**Data for this task**:
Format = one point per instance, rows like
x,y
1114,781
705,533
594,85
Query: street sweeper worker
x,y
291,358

**Exercise brief**: Revise these lines so that "street sweeper worker" becomes "road cleaner", with everything else left unchanged.

**Complete output**:
Format = one point per instance, rows like
x,y
1114,781
705,533
594,85
Query: road cleaner
x,y
291,358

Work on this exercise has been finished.